[Opening Information given section]

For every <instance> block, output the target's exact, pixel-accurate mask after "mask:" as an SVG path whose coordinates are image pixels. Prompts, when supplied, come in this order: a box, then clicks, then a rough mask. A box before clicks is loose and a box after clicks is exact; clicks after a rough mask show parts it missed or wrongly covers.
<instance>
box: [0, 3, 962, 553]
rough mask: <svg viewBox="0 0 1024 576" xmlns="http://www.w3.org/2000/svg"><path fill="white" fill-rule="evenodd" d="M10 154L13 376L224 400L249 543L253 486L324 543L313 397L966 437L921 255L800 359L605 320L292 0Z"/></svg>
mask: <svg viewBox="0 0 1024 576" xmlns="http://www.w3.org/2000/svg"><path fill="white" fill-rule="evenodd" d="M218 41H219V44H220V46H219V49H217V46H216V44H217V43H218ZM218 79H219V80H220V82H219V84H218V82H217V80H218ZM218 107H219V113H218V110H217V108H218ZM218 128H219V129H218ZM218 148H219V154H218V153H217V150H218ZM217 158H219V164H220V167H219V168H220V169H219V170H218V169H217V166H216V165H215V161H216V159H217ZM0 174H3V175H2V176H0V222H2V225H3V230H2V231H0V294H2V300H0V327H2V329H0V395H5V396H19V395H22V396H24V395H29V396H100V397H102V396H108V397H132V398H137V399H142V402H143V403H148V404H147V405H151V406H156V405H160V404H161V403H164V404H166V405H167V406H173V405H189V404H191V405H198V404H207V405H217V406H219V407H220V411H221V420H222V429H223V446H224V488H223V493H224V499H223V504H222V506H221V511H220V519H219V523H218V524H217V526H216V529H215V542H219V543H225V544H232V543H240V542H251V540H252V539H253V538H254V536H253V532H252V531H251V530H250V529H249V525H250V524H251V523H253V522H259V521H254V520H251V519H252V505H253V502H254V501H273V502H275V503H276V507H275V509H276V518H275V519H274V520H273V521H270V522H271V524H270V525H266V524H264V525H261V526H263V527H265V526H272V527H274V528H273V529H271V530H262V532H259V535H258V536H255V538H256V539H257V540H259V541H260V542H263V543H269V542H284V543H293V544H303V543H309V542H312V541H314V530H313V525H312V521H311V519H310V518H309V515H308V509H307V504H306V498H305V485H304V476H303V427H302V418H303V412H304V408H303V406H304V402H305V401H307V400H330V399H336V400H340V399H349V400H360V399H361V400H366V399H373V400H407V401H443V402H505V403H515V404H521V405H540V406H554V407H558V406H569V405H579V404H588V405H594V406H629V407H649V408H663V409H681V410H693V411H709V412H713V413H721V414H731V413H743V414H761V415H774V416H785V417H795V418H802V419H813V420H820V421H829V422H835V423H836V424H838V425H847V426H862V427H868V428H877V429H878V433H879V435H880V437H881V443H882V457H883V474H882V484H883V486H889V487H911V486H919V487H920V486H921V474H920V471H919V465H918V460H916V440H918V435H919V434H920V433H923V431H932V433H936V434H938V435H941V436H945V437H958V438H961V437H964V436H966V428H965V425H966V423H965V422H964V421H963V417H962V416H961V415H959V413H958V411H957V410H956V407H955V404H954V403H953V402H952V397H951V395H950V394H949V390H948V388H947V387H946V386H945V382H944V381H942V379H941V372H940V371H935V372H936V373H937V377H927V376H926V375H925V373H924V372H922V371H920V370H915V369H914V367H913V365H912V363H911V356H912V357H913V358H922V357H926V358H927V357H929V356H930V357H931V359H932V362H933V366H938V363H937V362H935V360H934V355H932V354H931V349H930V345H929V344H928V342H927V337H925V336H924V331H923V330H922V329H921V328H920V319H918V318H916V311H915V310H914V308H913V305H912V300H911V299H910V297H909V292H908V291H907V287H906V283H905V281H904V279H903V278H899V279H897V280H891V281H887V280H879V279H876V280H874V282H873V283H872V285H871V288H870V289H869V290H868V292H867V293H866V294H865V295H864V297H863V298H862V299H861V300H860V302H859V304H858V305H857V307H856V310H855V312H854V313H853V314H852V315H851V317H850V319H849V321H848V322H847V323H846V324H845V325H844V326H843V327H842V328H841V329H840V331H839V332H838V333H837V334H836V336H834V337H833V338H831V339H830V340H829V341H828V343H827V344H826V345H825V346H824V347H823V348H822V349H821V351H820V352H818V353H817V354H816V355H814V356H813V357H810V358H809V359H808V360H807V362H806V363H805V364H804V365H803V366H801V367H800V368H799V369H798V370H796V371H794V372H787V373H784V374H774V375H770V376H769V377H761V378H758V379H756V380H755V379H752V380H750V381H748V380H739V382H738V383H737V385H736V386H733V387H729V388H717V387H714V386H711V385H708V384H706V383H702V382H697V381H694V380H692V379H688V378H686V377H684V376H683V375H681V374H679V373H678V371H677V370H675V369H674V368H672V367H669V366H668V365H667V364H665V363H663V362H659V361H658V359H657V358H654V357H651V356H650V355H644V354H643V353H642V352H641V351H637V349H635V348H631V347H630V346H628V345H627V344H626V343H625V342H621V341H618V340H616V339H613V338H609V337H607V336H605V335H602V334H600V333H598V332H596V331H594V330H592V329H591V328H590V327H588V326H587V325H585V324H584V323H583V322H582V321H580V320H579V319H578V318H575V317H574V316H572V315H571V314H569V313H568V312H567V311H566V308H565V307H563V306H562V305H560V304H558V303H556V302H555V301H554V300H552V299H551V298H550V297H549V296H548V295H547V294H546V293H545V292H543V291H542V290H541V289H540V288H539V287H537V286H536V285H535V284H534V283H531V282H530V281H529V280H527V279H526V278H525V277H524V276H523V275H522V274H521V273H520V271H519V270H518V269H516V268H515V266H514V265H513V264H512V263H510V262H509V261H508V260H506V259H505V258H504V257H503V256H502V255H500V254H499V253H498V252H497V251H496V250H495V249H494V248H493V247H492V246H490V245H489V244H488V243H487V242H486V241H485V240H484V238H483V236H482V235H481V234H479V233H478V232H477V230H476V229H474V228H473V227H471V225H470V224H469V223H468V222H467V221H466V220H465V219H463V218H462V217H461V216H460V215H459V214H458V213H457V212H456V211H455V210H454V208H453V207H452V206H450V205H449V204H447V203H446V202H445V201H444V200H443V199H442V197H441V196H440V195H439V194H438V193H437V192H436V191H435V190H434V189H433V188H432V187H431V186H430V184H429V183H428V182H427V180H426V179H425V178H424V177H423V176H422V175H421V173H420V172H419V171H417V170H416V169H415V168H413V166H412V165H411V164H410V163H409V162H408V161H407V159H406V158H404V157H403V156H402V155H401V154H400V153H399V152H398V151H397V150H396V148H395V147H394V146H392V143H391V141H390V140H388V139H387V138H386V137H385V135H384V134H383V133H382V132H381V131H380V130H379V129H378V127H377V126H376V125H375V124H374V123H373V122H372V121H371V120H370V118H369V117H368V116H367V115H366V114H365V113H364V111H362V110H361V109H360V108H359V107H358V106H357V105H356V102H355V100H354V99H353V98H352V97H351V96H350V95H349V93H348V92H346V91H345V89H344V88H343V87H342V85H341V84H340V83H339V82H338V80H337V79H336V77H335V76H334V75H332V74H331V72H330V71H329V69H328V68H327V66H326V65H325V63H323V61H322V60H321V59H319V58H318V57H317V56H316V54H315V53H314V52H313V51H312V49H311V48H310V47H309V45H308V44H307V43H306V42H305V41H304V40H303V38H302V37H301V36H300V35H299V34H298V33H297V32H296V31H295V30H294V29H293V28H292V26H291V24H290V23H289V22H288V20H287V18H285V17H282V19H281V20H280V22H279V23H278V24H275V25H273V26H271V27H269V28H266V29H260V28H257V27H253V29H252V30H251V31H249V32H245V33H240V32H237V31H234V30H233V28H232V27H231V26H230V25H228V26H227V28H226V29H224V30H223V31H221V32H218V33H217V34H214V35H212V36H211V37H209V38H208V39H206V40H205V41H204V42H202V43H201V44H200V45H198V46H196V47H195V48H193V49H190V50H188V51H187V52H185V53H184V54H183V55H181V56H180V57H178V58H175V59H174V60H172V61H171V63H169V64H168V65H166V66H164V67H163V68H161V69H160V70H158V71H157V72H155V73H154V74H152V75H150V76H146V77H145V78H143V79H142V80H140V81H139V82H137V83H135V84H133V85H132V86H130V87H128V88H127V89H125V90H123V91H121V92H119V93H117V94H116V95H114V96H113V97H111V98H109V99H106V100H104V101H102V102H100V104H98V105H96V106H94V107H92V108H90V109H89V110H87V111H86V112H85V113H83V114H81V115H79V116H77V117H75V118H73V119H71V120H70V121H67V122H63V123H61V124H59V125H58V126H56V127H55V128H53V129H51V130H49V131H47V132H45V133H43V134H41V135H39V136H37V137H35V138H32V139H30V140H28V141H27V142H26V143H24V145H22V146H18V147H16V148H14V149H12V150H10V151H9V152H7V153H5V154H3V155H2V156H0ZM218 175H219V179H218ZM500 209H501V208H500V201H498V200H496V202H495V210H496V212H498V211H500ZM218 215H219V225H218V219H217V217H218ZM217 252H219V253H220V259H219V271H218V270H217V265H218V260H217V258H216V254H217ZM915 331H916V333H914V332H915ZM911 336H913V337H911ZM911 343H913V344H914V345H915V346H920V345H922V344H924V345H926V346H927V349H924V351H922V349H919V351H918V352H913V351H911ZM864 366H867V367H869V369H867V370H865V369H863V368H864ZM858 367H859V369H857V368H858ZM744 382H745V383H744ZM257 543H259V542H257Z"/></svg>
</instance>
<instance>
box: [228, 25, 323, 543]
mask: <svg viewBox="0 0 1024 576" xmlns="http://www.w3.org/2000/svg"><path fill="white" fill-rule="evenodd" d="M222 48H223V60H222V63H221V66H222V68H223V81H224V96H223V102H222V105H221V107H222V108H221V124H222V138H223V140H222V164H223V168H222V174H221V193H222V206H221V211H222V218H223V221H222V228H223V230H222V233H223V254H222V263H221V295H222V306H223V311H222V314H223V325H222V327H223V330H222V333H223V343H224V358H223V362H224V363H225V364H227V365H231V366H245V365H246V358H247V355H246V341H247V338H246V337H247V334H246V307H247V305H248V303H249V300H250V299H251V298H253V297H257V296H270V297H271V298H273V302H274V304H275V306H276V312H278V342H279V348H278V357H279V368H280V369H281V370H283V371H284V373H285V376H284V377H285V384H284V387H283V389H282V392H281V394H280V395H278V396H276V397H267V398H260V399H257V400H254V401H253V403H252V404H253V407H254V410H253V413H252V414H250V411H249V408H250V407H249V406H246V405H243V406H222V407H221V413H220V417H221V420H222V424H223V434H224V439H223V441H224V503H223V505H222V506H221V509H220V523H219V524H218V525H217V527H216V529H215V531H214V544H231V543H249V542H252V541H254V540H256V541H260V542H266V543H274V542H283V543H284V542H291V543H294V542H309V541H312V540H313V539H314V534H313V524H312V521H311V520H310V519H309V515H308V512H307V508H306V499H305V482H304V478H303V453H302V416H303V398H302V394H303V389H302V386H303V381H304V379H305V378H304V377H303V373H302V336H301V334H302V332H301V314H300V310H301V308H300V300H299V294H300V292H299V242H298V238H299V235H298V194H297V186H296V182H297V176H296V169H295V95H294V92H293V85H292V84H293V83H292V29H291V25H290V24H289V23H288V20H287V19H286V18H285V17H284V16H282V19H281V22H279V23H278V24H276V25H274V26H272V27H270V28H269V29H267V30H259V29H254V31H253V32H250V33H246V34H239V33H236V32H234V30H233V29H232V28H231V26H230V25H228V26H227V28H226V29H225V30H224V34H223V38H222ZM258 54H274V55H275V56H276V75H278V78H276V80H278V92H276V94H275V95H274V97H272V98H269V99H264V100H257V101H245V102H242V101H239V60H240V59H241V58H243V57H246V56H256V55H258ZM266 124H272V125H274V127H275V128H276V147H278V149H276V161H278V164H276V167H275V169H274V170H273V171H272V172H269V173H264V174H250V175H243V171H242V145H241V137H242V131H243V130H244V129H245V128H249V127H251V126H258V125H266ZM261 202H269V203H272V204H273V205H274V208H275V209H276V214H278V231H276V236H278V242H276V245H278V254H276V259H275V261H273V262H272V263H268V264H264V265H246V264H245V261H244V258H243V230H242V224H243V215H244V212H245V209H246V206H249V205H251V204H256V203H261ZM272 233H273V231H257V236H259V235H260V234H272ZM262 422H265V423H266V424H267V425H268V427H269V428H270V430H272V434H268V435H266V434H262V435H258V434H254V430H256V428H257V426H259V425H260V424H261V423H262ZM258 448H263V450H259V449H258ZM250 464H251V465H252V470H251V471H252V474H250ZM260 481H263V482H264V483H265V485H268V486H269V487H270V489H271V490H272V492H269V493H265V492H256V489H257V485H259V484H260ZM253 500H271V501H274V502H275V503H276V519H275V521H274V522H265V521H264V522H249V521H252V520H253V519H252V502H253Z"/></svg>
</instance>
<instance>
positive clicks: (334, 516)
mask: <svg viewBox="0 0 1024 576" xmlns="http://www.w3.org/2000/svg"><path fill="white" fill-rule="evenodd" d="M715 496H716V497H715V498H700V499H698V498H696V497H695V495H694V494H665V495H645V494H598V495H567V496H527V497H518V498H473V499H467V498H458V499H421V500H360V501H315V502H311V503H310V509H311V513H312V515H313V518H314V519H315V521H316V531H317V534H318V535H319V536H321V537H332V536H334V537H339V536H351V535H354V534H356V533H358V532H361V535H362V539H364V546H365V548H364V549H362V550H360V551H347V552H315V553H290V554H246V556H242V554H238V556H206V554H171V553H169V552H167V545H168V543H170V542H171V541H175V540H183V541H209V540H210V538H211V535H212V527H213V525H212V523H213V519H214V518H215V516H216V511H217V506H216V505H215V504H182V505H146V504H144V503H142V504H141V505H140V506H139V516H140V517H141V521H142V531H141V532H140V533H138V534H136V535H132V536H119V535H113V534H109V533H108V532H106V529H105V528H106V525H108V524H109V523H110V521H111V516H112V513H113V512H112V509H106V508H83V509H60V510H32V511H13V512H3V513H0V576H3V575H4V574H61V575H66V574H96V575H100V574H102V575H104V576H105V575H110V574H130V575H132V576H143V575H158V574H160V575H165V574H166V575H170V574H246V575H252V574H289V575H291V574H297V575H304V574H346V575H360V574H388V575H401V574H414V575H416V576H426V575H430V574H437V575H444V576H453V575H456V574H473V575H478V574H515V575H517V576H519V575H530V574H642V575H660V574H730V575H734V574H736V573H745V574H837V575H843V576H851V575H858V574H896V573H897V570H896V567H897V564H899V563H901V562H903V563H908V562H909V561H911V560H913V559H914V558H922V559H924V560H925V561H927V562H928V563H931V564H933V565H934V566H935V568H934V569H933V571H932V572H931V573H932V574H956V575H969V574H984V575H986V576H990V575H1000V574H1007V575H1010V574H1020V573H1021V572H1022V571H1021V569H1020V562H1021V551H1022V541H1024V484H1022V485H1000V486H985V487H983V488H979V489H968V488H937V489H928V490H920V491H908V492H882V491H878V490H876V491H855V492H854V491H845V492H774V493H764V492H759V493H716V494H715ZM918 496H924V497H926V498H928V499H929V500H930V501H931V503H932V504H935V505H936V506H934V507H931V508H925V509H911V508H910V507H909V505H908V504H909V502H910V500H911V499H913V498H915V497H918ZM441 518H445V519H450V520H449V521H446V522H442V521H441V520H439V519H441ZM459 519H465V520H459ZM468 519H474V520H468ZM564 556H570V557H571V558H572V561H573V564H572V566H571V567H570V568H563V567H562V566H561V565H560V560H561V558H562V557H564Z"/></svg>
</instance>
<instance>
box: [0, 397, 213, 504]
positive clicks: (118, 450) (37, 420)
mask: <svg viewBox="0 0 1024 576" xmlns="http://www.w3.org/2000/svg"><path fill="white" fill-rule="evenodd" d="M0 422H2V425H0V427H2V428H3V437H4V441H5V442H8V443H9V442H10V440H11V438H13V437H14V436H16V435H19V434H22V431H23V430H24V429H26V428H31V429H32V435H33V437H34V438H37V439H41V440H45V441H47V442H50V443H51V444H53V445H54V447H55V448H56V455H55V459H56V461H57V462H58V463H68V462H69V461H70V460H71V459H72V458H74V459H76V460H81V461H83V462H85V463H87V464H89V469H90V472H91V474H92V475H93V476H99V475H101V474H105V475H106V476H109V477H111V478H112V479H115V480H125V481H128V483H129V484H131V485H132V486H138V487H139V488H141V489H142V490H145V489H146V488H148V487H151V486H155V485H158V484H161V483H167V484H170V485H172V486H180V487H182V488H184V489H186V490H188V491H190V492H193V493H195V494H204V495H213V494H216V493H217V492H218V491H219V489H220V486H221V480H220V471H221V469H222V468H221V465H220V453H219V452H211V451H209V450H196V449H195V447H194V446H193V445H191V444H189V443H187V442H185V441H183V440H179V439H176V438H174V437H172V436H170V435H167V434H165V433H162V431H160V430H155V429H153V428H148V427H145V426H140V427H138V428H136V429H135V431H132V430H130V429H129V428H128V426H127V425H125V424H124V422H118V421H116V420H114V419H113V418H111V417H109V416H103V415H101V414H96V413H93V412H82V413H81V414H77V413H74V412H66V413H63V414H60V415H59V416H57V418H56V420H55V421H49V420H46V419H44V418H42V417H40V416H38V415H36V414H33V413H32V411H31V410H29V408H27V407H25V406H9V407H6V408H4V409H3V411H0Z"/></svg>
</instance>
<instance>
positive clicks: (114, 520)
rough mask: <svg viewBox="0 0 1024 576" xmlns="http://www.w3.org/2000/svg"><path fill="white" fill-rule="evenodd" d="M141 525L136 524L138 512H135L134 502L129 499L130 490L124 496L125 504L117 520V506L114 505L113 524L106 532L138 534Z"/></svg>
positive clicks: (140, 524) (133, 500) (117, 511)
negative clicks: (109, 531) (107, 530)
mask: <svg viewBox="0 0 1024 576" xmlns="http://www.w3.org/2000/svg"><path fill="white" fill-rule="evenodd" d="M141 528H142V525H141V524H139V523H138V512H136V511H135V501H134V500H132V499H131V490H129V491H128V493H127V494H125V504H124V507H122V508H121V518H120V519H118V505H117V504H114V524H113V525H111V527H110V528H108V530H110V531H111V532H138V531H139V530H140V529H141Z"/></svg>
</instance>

[Closing Information given section]

**Activity**
Print everything from the start of the records down to the line containing "box: [0, 3, 962, 553]", including both ends, copying each line without any change.

**Task answer**
For every <instance> block, output the target's exact, pixel-accurate mask after "mask:" as an SVG path whose coordinates are image pixels. Prompts, when supplied, come in this order: a box, then clicks, then a rough mask. A box before clicks is loose and a box after clicks is exact; clicks after a rough mask show parts it missed or wrongly covers.
<instance>
box: [0, 3, 962, 553]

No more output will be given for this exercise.